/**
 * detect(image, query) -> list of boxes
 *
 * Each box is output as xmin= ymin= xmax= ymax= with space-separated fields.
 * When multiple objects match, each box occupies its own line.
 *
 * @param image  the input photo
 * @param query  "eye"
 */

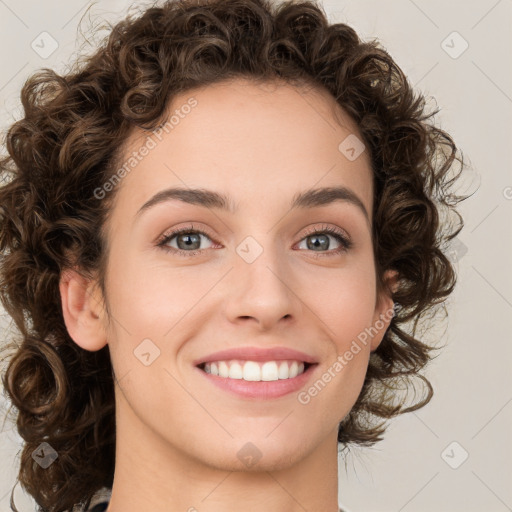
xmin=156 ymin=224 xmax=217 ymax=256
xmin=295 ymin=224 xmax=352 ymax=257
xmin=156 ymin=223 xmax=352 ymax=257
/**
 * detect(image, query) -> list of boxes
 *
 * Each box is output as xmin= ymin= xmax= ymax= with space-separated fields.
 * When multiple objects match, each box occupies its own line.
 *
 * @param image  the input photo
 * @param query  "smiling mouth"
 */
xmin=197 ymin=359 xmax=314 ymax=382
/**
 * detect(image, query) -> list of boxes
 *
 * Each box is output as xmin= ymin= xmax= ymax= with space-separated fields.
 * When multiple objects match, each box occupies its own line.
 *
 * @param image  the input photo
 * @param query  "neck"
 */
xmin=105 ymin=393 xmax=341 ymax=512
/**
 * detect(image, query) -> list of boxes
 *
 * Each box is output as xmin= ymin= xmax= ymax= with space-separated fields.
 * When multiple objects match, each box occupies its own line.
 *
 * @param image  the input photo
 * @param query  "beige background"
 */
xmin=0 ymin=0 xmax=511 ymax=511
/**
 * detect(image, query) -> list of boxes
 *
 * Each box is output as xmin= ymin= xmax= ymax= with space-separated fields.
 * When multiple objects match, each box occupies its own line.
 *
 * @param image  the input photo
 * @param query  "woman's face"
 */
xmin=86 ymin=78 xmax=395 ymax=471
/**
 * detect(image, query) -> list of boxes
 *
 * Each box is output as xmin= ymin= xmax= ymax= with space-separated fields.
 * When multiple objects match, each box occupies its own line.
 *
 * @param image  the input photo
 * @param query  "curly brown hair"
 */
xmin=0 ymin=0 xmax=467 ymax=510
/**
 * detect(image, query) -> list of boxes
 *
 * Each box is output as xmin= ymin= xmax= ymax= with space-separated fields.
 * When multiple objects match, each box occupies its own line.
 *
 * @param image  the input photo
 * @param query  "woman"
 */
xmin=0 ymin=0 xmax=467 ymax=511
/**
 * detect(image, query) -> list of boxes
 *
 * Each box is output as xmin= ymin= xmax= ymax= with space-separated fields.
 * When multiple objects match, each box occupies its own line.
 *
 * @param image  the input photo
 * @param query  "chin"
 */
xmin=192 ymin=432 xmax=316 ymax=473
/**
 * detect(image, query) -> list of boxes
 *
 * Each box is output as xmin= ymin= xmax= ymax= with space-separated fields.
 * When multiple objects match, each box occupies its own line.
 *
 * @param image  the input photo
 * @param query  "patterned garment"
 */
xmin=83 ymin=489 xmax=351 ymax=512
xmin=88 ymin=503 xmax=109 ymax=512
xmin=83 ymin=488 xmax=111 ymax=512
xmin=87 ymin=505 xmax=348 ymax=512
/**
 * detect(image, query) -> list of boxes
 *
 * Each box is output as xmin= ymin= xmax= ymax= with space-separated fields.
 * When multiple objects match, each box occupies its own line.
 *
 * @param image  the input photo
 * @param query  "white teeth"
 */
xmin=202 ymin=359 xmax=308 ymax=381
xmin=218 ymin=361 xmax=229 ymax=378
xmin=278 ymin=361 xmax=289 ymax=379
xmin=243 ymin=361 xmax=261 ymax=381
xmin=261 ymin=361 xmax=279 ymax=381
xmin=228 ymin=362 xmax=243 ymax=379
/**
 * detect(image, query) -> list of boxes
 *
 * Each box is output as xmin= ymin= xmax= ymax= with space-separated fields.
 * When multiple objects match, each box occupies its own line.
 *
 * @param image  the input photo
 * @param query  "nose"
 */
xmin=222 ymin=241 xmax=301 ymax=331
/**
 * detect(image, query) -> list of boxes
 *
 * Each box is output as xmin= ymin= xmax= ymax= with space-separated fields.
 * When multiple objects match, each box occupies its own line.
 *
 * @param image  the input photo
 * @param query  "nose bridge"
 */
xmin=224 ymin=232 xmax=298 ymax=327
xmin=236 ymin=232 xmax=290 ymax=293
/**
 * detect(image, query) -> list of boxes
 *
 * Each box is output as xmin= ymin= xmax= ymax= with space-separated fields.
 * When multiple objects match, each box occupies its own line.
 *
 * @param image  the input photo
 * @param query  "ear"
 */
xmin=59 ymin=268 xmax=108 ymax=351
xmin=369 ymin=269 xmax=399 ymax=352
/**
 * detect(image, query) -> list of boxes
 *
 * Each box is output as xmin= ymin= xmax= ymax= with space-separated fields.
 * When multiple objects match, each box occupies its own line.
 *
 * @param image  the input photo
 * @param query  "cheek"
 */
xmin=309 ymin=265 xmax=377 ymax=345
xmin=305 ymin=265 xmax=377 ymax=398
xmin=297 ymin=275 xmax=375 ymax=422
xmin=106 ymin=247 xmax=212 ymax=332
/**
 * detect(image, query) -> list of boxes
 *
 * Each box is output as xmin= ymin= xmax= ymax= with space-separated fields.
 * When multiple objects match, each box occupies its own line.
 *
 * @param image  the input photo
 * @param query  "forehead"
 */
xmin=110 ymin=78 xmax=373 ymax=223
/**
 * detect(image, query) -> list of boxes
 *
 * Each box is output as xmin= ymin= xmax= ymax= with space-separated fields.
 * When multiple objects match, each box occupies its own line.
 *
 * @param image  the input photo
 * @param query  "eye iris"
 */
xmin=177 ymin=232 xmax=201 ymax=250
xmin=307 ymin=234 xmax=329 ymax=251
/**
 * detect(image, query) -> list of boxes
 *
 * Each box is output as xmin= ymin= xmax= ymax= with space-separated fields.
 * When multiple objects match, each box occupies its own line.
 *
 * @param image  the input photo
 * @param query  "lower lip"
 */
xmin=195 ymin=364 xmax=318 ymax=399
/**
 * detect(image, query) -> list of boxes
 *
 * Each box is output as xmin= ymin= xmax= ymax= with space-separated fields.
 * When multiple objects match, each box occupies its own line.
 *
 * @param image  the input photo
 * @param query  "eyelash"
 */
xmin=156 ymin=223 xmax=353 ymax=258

::::::::

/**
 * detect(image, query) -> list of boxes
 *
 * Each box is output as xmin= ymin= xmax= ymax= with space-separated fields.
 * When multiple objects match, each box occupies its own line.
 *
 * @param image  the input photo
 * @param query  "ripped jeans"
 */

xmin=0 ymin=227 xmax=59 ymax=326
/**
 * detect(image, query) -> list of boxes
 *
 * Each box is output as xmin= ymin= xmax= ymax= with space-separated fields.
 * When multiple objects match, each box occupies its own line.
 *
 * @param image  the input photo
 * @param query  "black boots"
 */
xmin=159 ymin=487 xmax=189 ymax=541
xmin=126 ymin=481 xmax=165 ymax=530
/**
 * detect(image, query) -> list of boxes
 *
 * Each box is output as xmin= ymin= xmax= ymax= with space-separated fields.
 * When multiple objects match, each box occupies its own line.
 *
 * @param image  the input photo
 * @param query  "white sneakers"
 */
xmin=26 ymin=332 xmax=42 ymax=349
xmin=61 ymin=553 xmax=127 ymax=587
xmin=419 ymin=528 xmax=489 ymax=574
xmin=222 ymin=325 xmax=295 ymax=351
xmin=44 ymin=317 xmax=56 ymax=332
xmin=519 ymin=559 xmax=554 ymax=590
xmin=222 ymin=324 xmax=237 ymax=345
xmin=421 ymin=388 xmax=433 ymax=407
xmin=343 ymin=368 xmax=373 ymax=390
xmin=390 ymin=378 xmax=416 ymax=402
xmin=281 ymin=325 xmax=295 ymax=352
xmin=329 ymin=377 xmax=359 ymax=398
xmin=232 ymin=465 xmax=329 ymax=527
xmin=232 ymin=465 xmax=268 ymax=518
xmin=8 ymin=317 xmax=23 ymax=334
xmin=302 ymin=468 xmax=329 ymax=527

::::::::

REQUIREMENT. What lines in the material include the string "nose"? Pull each one out.

RESULT OF THE TASK.
 * @param query  "nose"
 * @param query  "nose bridge"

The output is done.